The ganache came together with no trouble at all, unfortunately though it set far too solid to be workable, so I gave it 10s in the microwave, that turned out to be 5s too long and I now had a bowl that was far too liquid. I let it reset and then scooped out the truffle and melted it in my hands (hey cocoa butter is good for the skin right ?) until I could roll the blueberries in it. As you can see I wasn't completely successful,but I did have some mostly spherical, mostly covered blueberry balls, ready for coating.
I'd been given some very strong dark Ecuadorian chocolate, that looked just the job. I shaved some off and melted it. Realizing the ganache was quite temprature sensitive I stuck my thermometer in to the molten chocolate and let it cool down to 28c. Hoping that would be liquid enough to work with, but cool enough not to instantly melt the truffles.
As you can see it appeared to be working quite well, though sometimes we didn't have the best hold on the cocktail sticks, so some of the shapes we ended up with weren't going to win any beauty contests.

• [WHAT TO DO]
A: Answer these from the blueberry truffle text:
(i) For how many seconds was the ganache put in the microwave?
(ii) What kind of chocolate was melted for the coating?
(iii) To what temperature was the melted chocolate allowed to cool?
B: Reproduce the stretch of the blueberry truffle text from "The ganache came" through "melt the truffles.".

[Excerpts from point annotation data]
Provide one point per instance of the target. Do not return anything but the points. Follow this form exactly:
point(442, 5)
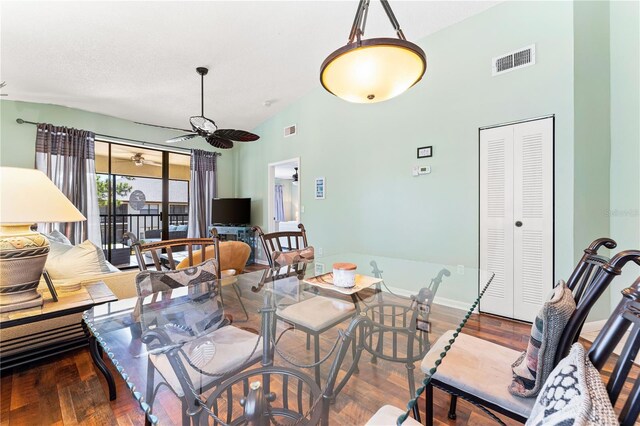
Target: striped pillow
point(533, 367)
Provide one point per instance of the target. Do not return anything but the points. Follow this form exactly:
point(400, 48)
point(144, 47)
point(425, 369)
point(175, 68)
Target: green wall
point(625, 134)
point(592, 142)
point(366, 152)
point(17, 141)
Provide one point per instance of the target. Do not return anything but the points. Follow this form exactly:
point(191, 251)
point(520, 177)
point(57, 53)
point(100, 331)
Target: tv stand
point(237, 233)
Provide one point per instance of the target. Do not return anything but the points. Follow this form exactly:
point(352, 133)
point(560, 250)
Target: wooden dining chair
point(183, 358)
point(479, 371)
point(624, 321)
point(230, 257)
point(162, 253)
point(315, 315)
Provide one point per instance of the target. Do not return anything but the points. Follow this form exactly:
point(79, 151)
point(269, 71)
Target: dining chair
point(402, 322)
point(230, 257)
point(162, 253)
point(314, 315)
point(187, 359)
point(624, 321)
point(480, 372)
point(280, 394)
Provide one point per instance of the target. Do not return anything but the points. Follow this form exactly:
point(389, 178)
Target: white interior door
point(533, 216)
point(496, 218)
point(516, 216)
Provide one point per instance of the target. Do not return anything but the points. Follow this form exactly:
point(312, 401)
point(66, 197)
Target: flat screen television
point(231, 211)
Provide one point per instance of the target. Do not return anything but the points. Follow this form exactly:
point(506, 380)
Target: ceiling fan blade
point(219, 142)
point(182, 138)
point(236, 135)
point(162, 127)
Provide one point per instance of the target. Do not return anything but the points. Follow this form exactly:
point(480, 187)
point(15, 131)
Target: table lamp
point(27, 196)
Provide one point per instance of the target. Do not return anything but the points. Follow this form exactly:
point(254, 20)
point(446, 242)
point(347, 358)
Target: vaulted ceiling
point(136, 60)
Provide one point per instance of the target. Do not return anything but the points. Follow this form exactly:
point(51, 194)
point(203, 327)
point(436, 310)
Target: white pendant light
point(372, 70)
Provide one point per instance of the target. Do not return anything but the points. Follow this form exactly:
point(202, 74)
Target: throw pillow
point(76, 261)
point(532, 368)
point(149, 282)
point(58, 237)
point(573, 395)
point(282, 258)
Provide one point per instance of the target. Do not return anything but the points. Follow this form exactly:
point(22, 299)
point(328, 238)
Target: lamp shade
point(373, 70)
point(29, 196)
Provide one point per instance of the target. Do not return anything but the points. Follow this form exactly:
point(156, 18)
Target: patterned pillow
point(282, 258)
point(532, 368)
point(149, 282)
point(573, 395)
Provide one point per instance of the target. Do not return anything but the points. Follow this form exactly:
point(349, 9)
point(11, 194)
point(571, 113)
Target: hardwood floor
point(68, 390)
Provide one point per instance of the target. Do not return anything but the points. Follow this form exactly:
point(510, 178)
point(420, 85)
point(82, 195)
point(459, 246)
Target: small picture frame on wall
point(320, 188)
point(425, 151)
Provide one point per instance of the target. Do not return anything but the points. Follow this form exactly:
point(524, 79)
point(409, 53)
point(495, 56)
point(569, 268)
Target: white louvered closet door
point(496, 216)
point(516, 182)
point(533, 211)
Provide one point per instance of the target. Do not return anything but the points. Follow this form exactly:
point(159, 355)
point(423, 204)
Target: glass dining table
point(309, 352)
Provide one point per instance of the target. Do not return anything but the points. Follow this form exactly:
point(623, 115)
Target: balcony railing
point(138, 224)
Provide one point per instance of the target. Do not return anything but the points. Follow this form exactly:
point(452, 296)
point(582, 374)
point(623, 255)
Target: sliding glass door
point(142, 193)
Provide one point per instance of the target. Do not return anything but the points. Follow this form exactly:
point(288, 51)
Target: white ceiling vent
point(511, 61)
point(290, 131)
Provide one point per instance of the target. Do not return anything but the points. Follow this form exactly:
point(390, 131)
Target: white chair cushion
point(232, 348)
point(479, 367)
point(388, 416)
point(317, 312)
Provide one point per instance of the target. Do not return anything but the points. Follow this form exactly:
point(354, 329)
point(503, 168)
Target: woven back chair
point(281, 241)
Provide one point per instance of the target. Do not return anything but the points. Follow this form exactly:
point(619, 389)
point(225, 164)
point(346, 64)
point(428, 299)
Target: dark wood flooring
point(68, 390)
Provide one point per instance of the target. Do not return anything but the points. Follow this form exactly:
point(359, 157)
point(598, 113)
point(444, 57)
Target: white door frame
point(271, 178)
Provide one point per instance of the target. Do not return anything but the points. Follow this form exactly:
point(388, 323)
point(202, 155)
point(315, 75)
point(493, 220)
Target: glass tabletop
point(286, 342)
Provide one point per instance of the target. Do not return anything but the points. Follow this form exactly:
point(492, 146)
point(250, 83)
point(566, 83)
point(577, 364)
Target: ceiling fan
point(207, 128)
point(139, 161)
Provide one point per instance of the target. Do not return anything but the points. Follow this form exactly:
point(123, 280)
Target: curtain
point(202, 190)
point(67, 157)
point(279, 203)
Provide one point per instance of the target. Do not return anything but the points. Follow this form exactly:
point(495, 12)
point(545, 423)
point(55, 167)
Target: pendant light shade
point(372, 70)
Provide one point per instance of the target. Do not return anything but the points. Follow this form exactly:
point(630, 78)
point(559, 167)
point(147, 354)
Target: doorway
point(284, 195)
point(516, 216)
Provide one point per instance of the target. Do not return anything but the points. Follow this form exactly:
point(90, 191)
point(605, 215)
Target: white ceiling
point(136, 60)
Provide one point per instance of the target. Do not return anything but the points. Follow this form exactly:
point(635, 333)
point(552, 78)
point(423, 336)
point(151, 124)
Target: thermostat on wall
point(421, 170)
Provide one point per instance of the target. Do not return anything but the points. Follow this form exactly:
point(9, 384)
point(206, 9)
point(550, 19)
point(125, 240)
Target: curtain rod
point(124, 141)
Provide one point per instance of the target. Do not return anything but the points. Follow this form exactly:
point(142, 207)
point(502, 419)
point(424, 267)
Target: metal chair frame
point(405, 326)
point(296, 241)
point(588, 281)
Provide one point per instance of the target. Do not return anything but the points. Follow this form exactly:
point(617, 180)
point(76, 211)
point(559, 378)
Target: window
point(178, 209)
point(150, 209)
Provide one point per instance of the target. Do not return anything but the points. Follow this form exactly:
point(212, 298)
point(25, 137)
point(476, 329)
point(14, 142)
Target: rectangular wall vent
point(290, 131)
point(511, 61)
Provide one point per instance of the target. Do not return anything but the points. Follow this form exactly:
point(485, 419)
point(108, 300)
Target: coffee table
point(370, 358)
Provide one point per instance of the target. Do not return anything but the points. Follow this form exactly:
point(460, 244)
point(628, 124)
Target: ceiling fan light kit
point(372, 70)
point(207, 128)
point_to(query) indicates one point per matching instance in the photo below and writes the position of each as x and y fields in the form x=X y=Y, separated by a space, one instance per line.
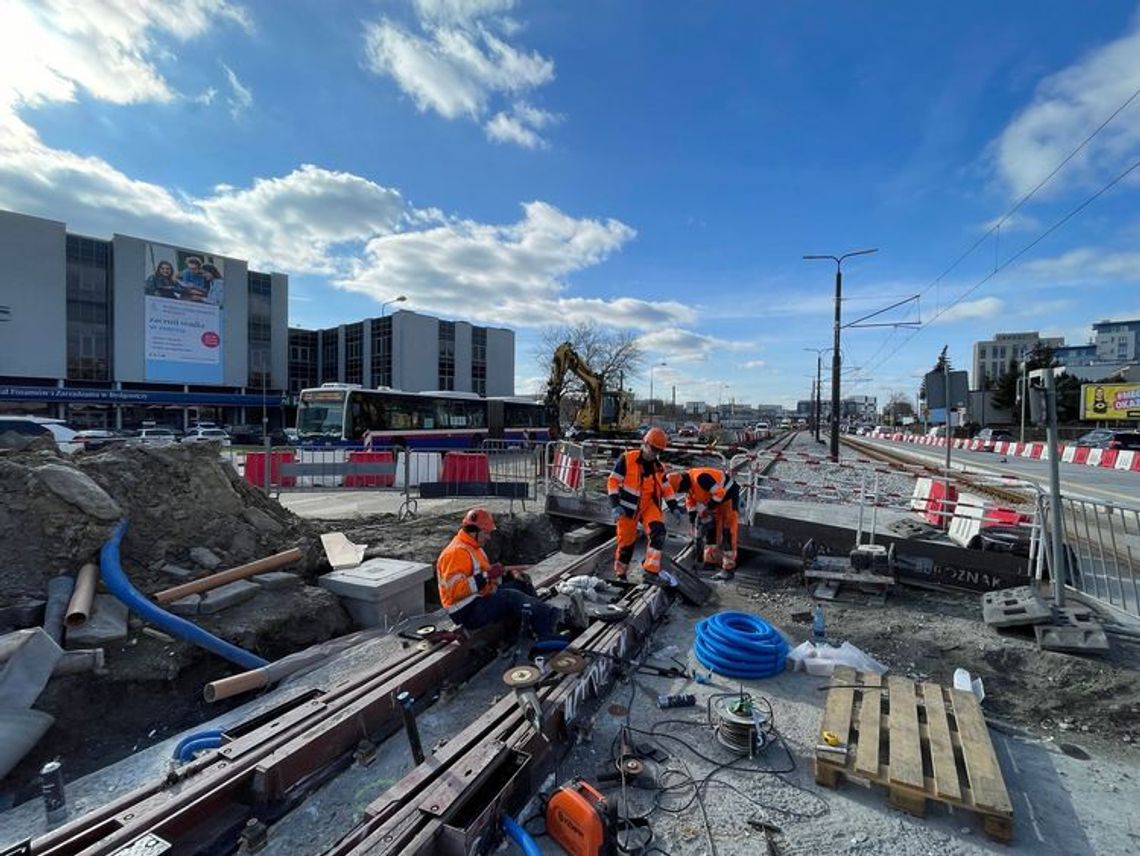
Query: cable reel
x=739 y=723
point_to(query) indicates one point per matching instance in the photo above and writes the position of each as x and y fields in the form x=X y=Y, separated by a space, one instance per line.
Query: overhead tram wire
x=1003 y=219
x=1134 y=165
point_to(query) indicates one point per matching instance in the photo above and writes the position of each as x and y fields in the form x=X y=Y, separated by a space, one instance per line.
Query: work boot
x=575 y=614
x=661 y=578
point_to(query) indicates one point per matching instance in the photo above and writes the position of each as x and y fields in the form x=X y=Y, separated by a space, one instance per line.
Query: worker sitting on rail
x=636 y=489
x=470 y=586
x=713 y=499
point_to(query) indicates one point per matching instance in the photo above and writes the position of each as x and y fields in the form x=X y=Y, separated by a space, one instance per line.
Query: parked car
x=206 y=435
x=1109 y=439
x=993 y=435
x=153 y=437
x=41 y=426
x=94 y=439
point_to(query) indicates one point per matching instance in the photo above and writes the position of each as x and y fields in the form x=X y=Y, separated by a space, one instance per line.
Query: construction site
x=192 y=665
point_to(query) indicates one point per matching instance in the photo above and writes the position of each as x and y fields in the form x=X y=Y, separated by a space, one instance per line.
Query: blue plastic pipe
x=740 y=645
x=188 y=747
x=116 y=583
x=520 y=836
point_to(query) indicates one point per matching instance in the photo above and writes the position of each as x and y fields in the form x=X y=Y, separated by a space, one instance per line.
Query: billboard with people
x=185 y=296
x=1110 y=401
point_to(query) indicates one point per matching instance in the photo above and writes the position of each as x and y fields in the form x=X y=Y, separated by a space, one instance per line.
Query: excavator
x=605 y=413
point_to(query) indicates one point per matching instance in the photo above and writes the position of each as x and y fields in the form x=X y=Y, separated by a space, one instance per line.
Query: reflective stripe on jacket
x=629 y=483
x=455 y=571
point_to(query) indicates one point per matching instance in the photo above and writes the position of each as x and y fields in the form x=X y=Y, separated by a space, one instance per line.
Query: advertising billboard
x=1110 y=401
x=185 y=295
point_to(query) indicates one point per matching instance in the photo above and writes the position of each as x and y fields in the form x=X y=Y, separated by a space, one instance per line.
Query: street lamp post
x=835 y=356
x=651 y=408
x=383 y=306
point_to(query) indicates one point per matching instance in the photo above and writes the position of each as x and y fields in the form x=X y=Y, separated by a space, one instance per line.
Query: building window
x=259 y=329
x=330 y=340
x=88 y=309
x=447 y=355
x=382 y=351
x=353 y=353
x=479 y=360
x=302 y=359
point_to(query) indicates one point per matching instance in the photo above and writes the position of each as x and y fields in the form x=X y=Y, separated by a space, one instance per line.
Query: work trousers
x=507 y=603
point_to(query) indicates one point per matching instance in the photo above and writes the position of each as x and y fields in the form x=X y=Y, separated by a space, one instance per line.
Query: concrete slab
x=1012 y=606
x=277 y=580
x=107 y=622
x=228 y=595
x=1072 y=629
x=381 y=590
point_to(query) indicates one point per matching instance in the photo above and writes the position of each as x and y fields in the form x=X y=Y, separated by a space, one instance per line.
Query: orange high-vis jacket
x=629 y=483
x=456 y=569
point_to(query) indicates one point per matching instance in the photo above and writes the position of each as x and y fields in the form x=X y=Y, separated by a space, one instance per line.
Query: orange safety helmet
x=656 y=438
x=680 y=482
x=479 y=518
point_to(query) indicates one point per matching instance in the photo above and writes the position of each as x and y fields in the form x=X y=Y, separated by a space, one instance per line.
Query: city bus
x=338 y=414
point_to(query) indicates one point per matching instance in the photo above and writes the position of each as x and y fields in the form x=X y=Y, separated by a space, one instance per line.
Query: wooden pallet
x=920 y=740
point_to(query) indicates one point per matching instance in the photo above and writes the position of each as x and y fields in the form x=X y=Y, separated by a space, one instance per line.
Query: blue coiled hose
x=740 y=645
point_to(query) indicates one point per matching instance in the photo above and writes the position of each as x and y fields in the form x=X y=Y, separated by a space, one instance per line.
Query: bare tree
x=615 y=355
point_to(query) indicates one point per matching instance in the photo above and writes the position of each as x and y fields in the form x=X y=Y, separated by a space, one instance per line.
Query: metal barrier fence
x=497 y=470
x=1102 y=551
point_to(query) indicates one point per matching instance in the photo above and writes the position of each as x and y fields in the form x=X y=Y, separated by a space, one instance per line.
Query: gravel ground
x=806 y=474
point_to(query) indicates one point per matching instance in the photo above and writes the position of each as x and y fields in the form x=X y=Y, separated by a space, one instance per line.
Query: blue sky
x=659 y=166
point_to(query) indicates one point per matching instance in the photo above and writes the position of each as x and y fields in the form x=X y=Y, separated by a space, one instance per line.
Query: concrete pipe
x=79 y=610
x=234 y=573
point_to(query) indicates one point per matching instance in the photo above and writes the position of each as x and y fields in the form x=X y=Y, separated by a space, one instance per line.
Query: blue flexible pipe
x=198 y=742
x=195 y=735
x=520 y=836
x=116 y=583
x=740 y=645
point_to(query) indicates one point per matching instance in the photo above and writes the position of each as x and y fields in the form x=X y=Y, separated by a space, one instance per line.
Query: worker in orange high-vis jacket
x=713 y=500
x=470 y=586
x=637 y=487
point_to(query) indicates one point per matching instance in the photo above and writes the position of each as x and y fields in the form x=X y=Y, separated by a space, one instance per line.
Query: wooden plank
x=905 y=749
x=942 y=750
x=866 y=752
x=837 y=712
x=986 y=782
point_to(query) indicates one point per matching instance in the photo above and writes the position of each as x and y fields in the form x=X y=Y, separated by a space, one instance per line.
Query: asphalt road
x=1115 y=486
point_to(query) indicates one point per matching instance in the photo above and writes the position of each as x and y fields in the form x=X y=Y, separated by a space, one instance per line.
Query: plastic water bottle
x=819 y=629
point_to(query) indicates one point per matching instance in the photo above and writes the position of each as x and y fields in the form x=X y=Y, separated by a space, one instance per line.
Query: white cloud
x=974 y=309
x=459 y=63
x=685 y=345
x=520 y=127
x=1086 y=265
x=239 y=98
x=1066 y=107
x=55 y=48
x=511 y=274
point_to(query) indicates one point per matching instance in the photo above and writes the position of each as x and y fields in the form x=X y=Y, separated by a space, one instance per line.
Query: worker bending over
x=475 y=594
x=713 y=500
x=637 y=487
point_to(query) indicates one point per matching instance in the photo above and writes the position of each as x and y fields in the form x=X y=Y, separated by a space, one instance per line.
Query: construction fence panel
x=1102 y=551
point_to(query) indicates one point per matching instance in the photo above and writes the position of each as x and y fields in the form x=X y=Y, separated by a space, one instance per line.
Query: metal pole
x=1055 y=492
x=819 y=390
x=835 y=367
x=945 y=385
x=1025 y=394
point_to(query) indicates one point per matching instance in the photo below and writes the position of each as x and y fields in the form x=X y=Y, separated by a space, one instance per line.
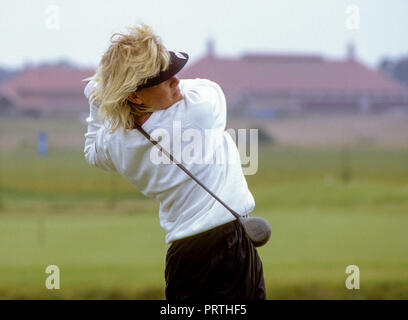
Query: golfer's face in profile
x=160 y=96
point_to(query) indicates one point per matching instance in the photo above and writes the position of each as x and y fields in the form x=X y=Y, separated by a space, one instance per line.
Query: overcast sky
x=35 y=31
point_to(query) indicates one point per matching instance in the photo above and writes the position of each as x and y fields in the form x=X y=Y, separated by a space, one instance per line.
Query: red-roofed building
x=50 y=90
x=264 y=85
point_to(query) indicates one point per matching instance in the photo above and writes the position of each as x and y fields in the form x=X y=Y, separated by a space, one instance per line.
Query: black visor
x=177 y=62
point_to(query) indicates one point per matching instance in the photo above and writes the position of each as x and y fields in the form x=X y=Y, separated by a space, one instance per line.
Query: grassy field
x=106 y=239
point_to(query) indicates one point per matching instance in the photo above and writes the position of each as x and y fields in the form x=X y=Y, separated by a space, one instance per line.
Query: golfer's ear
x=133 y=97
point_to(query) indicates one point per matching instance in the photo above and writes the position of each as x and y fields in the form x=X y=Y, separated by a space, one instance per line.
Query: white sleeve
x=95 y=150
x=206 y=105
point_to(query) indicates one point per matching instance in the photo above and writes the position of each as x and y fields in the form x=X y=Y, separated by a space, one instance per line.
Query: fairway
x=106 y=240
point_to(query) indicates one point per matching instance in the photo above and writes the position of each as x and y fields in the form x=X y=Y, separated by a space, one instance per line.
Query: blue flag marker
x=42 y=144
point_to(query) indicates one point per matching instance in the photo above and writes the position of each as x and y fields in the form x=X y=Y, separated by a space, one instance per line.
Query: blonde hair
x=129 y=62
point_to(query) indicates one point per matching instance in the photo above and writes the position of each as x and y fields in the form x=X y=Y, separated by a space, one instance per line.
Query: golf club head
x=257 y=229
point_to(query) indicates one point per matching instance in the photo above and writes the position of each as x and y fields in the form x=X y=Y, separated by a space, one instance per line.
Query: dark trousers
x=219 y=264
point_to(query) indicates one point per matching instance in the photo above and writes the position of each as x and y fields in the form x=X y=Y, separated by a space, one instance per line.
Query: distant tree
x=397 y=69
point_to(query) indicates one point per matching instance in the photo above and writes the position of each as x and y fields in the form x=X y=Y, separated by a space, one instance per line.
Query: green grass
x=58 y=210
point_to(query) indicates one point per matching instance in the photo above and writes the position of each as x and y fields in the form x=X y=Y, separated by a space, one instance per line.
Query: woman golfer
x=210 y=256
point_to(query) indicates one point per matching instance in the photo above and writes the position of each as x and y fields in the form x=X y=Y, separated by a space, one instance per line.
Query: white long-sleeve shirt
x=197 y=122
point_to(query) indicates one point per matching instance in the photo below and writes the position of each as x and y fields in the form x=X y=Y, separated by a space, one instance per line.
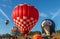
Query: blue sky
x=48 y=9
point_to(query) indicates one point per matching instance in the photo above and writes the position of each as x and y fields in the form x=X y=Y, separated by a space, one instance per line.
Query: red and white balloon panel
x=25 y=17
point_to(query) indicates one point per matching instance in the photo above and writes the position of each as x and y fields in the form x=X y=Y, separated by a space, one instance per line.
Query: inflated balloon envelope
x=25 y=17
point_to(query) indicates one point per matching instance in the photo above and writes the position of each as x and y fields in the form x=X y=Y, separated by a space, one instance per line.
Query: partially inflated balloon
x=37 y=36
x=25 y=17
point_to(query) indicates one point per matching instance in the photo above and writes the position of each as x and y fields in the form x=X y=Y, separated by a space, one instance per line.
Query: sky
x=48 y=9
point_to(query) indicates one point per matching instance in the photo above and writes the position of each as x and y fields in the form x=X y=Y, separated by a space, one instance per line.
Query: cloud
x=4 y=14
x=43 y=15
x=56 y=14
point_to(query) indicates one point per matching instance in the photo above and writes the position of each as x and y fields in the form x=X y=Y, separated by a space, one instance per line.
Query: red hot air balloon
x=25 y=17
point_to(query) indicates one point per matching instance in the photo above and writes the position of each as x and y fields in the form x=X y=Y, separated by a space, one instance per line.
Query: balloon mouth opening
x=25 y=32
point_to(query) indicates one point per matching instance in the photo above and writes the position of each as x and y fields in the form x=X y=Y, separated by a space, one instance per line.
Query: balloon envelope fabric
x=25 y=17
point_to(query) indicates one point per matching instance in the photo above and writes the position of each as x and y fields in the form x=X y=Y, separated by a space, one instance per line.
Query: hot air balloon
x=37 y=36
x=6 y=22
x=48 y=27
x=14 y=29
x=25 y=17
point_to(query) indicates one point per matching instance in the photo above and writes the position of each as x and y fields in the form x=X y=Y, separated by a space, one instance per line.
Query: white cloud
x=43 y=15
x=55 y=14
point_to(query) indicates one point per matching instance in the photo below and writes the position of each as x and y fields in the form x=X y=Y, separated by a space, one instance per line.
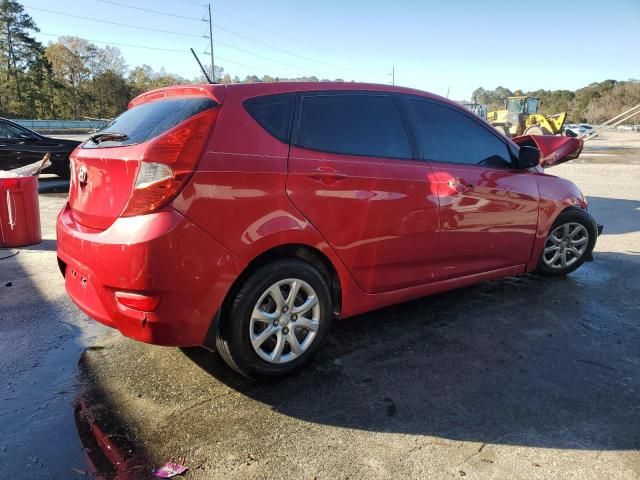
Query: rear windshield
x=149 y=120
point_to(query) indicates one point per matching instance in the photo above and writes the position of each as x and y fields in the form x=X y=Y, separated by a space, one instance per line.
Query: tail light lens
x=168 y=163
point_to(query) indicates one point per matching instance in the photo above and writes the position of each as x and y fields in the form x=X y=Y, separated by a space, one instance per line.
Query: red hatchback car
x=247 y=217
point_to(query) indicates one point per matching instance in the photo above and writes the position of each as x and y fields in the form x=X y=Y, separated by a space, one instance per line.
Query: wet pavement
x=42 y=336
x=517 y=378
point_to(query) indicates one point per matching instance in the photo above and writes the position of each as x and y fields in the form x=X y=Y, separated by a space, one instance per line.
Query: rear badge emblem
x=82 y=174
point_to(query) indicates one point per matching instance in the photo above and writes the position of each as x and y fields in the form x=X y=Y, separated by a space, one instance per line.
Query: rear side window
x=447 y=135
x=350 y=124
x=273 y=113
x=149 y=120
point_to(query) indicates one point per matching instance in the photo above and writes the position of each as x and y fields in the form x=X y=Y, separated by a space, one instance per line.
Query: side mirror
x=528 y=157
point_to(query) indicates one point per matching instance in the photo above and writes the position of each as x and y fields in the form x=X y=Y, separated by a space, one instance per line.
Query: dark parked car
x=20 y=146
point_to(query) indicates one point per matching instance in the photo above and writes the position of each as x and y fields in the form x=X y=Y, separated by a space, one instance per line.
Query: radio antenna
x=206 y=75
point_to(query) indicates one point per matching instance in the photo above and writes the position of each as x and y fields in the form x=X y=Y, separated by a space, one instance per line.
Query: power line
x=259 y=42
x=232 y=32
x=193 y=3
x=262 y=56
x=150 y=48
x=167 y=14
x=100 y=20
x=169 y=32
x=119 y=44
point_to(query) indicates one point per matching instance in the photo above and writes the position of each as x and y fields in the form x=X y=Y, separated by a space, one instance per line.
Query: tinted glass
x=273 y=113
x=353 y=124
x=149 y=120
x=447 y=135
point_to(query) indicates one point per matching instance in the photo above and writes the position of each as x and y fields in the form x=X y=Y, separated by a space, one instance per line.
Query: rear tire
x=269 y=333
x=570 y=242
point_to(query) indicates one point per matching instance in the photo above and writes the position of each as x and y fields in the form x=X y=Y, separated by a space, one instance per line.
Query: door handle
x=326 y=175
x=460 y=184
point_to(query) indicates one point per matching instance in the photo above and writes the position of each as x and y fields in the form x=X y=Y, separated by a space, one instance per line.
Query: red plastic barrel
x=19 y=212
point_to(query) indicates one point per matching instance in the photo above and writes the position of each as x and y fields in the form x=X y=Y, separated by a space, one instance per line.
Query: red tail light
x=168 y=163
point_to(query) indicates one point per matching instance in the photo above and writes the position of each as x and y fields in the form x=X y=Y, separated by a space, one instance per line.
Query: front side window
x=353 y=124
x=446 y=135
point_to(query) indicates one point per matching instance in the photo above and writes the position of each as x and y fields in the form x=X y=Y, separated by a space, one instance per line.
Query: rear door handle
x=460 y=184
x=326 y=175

• [TASK RESPONSES]
A:
(i) 10 seconds
(ii) Very strong dark Ecuadorian chocolate
(iii) 28c

B:
The ganache came together with no trouble at all, unfortunately though it set far too solid to be workable, so I gave it 10s in the microwave, that turned out to be 5s too long and I now had a bowl that was far too liquid. I let it reset and then scooped out the truffle and melted it in my hands (hey cocoa butter is good for the skin right ?) until I could roll the blueberries in it. As you can see I wasn't completely successful,but I did have some mostly spherical, mostly covered blueberry balls, ready for coating.
I'd been given some very strong dark Ecuadorian chocolate, that looked just the job. I shaved some off and melted it. Realizing the ganache was quite temprature sensitive I stuck my thermometer in to the molten chocolate and let it cool down to 28c. Hoping that would be liquid enough to work with, but cool enough not to instantly melt the truffles.